What *Sign* Are You Wearing? The Truth About First Impressions


It’s not uncommon for singles to ask, “What’s your sign?” when meeting someone new. Depending on the extent of their belief in astrology, knowing someone’s astrological sign can aid in making assumptions or conclusions about someone’s personality, character, and consequently, their potential compatibility.

But there are other signs that singles pay attention to while dating, ones that are not so obvious. These are the signs singles wear on their shirts that communicate valuable information about their personalities, their attitudes about themselves and others and, especially, announces their willingness to be approached and to connect with.


Cindy was encouraged by a married friend to go to a weekly religious service where she heard many singles attended. The married friend offered to accompany her to ease the way, intending to introduce Cindy to people to get her started. It was customary for the singles to socialize over refreshments after services, and while Cindy and her married friend moved about the room, Cindy walked with her head down, took little steps, and hardly broke a smile. When she encountered or was introduced to someone new, she spoke softly and hesitatingly. Soon after getting something to eat, Cindy asked to leave.

If Cindy could see it, she would recognize the sign she was wearing on her shirt said, “I’m scared. Don’t come near me.”

* RECORDS
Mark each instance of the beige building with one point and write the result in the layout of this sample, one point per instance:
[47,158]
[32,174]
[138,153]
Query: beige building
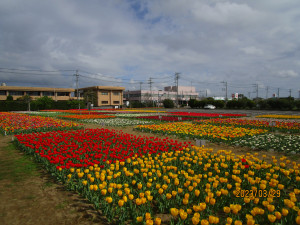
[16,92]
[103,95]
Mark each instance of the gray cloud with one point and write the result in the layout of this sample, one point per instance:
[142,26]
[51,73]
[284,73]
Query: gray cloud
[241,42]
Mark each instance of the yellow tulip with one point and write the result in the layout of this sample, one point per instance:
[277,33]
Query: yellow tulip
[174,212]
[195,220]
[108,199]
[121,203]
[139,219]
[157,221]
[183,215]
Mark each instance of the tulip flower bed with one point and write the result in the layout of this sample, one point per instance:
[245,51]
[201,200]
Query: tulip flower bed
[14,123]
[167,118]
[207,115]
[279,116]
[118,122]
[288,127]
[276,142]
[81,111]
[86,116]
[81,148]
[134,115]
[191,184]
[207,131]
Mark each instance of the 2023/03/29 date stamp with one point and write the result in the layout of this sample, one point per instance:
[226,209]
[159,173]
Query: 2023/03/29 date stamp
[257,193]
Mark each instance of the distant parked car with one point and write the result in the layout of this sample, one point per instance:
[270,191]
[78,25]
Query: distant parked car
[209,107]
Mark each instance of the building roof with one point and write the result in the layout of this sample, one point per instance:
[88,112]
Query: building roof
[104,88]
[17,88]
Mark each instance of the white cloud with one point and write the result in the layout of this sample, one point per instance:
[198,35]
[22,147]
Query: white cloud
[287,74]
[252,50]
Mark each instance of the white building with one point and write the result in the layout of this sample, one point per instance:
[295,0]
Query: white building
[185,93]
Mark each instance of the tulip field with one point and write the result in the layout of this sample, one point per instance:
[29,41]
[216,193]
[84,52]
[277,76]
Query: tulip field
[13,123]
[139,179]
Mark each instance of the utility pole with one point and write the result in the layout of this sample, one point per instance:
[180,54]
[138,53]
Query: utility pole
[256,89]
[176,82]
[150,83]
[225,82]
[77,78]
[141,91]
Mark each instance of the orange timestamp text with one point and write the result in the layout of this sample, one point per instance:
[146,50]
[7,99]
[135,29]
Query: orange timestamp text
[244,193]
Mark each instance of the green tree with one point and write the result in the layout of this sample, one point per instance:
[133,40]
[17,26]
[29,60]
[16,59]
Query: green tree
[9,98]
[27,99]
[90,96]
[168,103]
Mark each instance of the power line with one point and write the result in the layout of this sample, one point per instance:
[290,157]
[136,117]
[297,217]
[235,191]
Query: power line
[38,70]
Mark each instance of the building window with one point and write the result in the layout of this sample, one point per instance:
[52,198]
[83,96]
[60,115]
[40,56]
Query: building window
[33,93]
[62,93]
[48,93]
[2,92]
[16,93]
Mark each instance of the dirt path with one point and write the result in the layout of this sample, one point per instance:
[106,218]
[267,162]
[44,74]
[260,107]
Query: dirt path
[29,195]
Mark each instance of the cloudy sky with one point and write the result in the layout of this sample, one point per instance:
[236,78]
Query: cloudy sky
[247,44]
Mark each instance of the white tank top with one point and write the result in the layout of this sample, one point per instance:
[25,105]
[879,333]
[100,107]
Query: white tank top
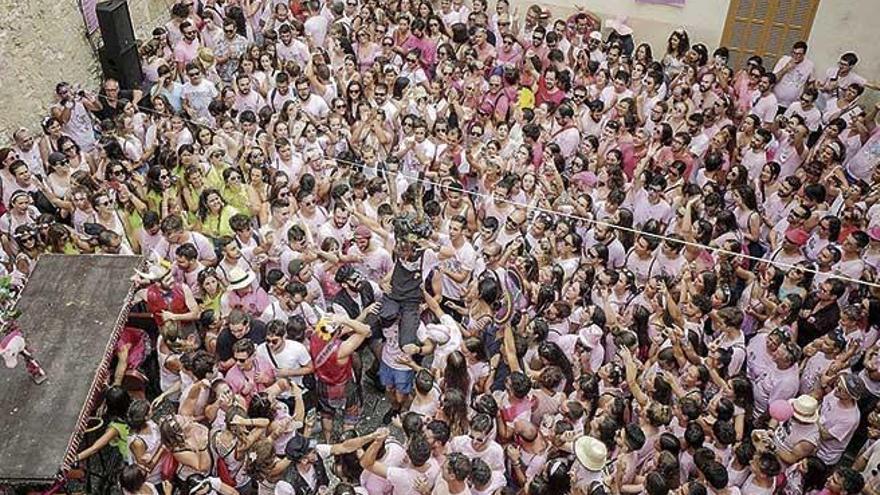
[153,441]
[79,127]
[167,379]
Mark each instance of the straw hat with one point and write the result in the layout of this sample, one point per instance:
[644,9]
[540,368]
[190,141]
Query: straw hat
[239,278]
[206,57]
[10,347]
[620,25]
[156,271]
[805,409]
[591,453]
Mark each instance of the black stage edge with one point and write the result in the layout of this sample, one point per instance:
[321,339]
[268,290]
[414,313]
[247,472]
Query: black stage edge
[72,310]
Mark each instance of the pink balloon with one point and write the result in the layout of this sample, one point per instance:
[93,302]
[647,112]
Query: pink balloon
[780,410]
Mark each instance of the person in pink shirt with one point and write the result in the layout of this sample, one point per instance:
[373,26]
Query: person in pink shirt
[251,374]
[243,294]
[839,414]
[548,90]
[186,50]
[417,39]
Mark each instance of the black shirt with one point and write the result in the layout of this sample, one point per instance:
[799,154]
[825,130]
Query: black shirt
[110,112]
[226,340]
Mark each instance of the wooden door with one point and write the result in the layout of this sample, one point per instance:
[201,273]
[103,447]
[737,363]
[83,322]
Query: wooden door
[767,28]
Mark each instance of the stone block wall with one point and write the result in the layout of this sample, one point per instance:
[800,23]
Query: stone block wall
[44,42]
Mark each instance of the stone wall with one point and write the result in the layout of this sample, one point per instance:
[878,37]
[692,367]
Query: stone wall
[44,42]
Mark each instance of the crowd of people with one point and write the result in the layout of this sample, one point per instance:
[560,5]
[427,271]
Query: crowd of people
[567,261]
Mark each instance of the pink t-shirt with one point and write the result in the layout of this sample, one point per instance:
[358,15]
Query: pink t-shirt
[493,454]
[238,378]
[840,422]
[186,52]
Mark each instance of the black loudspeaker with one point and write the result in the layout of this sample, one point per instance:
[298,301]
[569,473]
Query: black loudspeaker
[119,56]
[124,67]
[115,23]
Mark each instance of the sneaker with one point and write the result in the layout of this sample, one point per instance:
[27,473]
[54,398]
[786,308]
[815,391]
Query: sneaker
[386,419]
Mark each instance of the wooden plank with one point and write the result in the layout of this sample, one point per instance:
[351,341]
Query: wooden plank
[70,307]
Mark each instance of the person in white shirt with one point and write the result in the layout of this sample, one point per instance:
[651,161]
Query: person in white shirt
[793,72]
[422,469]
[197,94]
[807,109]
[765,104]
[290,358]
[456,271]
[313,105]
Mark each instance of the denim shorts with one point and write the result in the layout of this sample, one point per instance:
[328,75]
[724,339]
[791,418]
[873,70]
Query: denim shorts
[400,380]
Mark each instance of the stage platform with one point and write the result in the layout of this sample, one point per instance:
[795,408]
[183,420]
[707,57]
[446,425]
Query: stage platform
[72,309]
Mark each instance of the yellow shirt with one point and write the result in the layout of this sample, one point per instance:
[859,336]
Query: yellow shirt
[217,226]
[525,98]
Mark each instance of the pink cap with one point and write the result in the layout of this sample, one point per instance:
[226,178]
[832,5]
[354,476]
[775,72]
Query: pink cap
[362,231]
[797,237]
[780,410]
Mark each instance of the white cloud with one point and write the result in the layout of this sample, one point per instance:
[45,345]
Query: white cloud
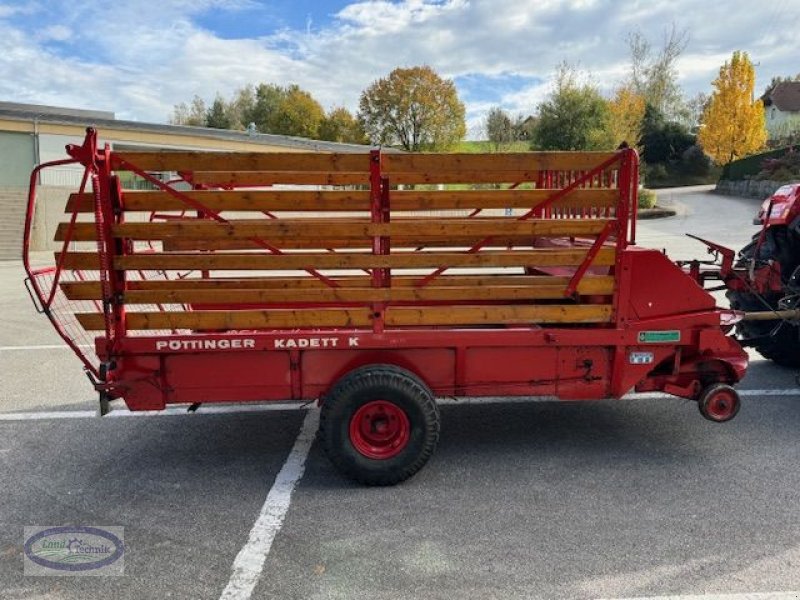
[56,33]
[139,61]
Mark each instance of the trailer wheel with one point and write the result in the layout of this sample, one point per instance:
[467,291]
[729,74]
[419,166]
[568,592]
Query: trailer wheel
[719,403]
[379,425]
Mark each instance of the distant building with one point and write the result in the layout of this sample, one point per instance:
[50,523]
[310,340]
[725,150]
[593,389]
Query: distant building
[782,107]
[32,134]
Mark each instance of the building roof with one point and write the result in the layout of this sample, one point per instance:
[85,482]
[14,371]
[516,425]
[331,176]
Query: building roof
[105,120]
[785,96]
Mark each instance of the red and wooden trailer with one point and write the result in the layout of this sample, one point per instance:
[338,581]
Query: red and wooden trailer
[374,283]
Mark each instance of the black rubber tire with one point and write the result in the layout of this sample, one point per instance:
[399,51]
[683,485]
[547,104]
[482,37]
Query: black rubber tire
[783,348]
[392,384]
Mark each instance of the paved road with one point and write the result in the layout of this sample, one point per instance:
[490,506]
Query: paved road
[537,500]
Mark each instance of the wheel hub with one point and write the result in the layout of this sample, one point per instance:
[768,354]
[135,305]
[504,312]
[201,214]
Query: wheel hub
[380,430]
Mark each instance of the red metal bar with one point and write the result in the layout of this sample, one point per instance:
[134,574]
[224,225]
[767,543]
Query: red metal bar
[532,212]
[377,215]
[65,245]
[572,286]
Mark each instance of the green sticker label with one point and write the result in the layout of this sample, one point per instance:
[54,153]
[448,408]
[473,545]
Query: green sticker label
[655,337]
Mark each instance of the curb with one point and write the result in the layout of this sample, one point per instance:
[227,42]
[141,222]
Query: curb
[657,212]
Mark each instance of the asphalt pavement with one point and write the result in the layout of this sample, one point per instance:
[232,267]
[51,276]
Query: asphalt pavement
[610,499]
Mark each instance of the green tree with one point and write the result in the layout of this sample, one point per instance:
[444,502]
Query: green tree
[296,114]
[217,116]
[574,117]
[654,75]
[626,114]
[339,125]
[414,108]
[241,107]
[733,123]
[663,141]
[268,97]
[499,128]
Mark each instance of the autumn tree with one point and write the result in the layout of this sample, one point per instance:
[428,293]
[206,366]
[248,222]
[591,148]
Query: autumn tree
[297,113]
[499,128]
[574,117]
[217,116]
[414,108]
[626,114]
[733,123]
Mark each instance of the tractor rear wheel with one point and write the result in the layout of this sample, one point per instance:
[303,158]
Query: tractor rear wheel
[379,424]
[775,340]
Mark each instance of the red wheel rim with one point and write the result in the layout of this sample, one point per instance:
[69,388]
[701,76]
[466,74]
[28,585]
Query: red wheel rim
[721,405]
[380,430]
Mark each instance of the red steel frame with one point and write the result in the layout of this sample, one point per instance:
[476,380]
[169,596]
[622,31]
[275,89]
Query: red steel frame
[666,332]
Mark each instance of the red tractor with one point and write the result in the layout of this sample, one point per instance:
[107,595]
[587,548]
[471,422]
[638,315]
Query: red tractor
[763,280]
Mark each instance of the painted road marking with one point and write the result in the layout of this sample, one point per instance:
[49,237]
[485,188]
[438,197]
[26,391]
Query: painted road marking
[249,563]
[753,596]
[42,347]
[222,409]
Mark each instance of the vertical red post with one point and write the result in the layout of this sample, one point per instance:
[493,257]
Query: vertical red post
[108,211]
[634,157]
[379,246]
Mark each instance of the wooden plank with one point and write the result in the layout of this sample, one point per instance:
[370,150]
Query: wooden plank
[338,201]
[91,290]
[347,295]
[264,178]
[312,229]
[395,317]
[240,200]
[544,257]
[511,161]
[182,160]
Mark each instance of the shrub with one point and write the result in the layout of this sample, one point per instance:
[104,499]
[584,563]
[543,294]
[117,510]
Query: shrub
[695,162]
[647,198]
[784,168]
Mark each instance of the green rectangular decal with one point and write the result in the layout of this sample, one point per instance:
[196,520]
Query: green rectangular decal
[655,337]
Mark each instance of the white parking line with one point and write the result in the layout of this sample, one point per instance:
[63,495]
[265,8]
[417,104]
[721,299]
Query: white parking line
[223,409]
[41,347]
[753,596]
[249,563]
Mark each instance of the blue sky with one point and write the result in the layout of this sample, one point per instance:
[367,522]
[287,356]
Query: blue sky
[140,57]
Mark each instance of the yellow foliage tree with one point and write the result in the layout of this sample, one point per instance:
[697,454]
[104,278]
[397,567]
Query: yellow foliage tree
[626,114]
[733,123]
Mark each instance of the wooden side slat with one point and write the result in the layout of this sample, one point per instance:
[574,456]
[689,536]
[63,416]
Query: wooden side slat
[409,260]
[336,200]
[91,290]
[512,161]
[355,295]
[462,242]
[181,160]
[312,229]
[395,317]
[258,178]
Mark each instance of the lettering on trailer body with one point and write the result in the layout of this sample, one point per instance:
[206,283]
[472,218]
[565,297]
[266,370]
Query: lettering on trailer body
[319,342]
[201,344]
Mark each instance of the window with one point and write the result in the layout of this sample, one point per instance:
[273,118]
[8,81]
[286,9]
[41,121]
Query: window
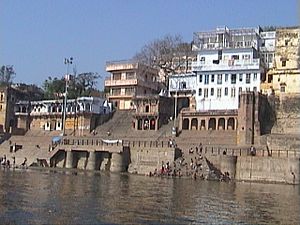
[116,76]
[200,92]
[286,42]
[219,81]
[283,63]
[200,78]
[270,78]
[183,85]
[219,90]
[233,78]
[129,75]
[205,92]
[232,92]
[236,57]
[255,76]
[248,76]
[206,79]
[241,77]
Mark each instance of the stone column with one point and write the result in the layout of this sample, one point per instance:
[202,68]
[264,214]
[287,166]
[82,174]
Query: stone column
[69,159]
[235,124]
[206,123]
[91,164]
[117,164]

* TRY IT
Copy out the whole passage on first impressions word for word. The rows play no part in what comes next.

* SOLUTION BELOW
What *Sign* Are You Wearing? The Truth About First Impressions


It’s not uncommon for singles to ask, “What’s your sign?” when meeting someone new. Depending on the extent of their belief in astrology, knowing someone’s astrological sign can aid in making assumptions or conclusions about someone’s personality, character, and consequently, their potential compatibility.

But there are other signs that singles pay attention to while dating, ones that are not so obvious. These are the signs singles wear on their shirts that communicate valuable information about their personalities, their attitudes about themselves and others and, especially, announces their willingness to be approached and to connect with.


Cindy was encouraged by a married friend to go to a weekly religious service where she heard many singles attended. The married friend offered to accompany her to ease the way, intending to introduce Cindy to people to get her started. It was customary for the singles to socialize over refreshments after services, and while Cindy and her married friend moved about the room, Cindy walked with her head down, took little steps, and hardly broke a smile. When she encountered or was introduced to someone new, she spoke softly and hesitatingly. Soon after getting something to eat, Cindy asked to leave.

If Cindy could see it, she would recognize the sign she was wearing on her shirt said, “I’m scared. Don’t come near me.”